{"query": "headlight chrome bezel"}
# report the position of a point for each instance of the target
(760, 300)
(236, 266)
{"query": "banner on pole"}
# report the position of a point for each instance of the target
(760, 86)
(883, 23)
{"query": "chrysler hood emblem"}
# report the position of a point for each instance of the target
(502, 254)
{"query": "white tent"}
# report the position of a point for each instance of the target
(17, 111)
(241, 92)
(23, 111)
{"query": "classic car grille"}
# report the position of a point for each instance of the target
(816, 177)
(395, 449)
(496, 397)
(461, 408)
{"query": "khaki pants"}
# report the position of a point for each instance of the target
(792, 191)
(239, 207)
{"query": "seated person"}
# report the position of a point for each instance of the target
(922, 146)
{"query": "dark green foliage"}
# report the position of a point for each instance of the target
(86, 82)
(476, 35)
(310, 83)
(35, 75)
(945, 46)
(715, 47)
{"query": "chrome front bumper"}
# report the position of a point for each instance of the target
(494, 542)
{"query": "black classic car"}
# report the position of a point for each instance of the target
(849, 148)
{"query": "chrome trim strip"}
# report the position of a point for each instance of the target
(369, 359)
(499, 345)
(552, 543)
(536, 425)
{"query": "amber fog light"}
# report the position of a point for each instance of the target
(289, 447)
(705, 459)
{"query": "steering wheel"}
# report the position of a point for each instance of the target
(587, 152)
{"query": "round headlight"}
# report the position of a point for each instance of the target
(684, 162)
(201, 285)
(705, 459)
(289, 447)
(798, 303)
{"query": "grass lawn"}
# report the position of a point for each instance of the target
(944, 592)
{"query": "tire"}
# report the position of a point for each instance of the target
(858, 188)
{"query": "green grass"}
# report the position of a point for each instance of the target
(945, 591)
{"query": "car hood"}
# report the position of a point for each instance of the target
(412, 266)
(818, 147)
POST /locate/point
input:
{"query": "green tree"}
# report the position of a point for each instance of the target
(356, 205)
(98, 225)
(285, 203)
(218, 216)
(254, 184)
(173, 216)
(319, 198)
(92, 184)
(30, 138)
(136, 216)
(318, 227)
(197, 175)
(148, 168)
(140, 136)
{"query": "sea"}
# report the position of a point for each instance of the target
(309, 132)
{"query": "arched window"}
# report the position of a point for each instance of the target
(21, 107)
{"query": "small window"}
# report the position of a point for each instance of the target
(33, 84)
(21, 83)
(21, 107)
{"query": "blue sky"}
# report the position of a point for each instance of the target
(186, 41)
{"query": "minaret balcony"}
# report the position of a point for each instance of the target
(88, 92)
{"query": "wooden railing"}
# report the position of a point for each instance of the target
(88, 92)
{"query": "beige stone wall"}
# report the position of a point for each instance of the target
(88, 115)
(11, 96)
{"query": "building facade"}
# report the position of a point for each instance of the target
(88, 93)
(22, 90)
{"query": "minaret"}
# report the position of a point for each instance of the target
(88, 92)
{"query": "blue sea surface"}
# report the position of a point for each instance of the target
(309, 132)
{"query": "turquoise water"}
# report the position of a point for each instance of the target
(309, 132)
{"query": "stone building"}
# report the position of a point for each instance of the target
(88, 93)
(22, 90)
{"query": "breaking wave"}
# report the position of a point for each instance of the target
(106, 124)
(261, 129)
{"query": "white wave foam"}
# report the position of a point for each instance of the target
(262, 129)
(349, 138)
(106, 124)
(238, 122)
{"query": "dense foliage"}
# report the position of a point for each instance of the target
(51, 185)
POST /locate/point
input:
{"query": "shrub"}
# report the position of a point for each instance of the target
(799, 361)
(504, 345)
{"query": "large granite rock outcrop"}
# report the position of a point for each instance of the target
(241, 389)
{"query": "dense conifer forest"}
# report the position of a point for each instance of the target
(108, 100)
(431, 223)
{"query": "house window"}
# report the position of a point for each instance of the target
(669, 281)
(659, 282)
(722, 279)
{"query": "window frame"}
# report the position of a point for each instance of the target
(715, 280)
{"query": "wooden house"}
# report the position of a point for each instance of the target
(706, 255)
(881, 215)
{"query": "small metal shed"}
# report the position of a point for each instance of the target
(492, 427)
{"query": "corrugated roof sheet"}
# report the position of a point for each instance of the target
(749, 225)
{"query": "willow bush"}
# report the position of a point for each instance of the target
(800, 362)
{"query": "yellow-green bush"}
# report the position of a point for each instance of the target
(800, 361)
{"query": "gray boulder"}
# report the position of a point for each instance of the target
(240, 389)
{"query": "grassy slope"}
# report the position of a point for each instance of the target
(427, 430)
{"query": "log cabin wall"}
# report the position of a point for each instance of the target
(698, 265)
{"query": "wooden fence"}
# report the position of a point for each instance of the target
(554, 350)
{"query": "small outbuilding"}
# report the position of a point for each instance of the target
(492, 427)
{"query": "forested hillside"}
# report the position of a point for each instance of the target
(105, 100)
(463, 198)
========================
◆ **Activity**: The data above, all of it, needs to be output exactly as written.

◆ **Answer for this exercise**:
{"query": "headlight chrome bezel"}
# report the position of a point for each instance of the target
(760, 300)
(236, 266)
{"query": "banner on pole"}
# report the position of a point for each instance of the target
(760, 86)
(883, 23)
{"query": "chrysler hood emblem"}
# report the position of a point for each instance of the target
(502, 254)
{"query": "white tent"}
# report the position of a point for each instance of the target
(17, 111)
(241, 92)
(23, 111)
{"query": "classic car grille"}
# report the position of a point for each instance of the target
(816, 177)
(395, 449)
(496, 397)
(461, 408)
{"query": "khaki pants"}
# report the position of a point for each instance of the target
(792, 191)
(239, 207)
{"query": "seated person"}
# report the position of a point for each instance of the target
(922, 146)
{"query": "dark green foliage"}
# report the position of a point for each instance of the target
(86, 82)
(476, 35)
(310, 83)
(35, 75)
(945, 46)
(715, 47)
{"query": "chrome front bumper"}
# report the position of a point for each instance of the target
(494, 542)
{"query": "black classic car"}
# report the position of a point for each instance of the target
(849, 148)
{"query": "chrome trim strip"}
# report the position of a point for each instance of the target
(369, 359)
(499, 345)
(552, 543)
(536, 425)
{"query": "amber fog light"}
# report the position of a point for each instance of the target
(289, 447)
(705, 459)
{"query": "steering wheel"}
# report the position of a point for each instance of the target
(587, 152)
{"query": "round headlight"}
# report the position of a point for each instance of the target
(684, 162)
(201, 285)
(705, 459)
(289, 447)
(798, 303)
{"query": "grass lawn"}
# report the position of a point for each instance of the target
(944, 592)
{"query": "tire"}
# report the position of a point for each instance of the target
(858, 188)
{"query": "green grass"}
# report the position of a point for each instance of the target
(945, 591)
{"query": "car hood"}
# report the position of a point for each instance of the target
(412, 266)
(818, 147)
POST /locate/point
input:
{"query": "green tree"}
# report the position of a point for each instance of the target
(356, 205)
(98, 225)
(285, 203)
(218, 216)
(254, 184)
(173, 216)
(319, 198)
(92, 184)
(30, 138)
(136, 216)
(318, 227)
(197, 175)
(148, 168)
(140, 136)
{"query": "sea"}
# report the position of a point for each instance of the target
(309, 132)
{"query": "arched window"}
# report the position of a point for each instance of the target
(21, 107)
{"query": "small window"}
# report the position of a point for each instance of the target
(33, 84)
(21, 83)
(21, 107)
{"query": "blue sky"}
# report the position of a point for each instance of the target
(186, 41)
{"query": "minaret balcony"}
# report the position of a point for each instance of the target
(88, 92)
{"query": "wooden railing"}
# report the position of a point for each instance of the target
(88, 92)
{"query": "beige stone wall"}
# report the position of a point for each instance of the target
(88, 115)
(11, 96)
{"query": "building facade"}
# report the position of a point for each instance of the target
(88, 93)
(22, 90)
{"query": "minaret"}
# report the position of a point for each instance of the target
(88, 92)
{"query": "blue sea surface"}
# report the position of a point for each instance of the target
(309, 132)
{"query": "turquoise water"}
# report the position of a point for each instance of the target
(309, 132)
{"query": "stone building"}
# report the position of a point for each instance of the target
(88, 93)
(22, 90)
{"query": "breaking wave"}
# report the position of a point for each instance of the target
(106, 124)
(261, 129)
{"query": "white wave foam"}
# report the position of a point for each instance of the target
(262, 129)
(349, 138)
(106, 124)
(238, 122)
{"query": "dense foliage"}
# report the position of a point for each instance of the target
(51, 185)
POST /locate/point
input:
{"query": "shrub"}
# report the position of a point for each instance of the target
(799, 361)
(504, 345)
{"query": "large granite rock outcrop"}
# report the position of a point for each instance of the target
(241, 389)
{"query": "dense conifer forest"}
# report the position of a point for each instance of the target
(108, 100)
(431, 223)
{"query": "house window"}
# report the position of a point for each instance of the target
(669, 281)
(659, 282)
(722, 279)
{"query": "window frame"}
# report the position of a point for each instance of the target
(715, 280)
{"query": "wooden house"}
# report the position of a point for each instance of the target
(706, 255)
(881, 215)
{"query": "small metal shed"}
# report the position of a point for each instance of the target
(492, 427)
{"query": "corrugated roof sheet"}
# report the position of a point for each instance of the target
(749, 225)
{"query": "willow bush"}
# report the position of a point for each instance of the target
(800, 362)
{"query": "yellow-green bush"}
# report the position of a point for each instance of the target
(800, 361)
{"query": "gray boulder"}
# report the position of a point for each instance of the target
(240, 389)
{"query": "grassy slope"}
# report the position of a point for each instance of the target
(427, 430)
{"query": "log cabin wall"}
# report the position of a point for each instance of the target
(698, 265)
{"query": "wooden fence"}
# report the position of a point for each instance of the target
(554, 350)
{"query": "small outbuilding"}
# report the position of a point for each instance of the target
(492, 427)
{"query": "forested hillside"}
# report the position of a point for each instance of the target
(105, 100)
(463, 198)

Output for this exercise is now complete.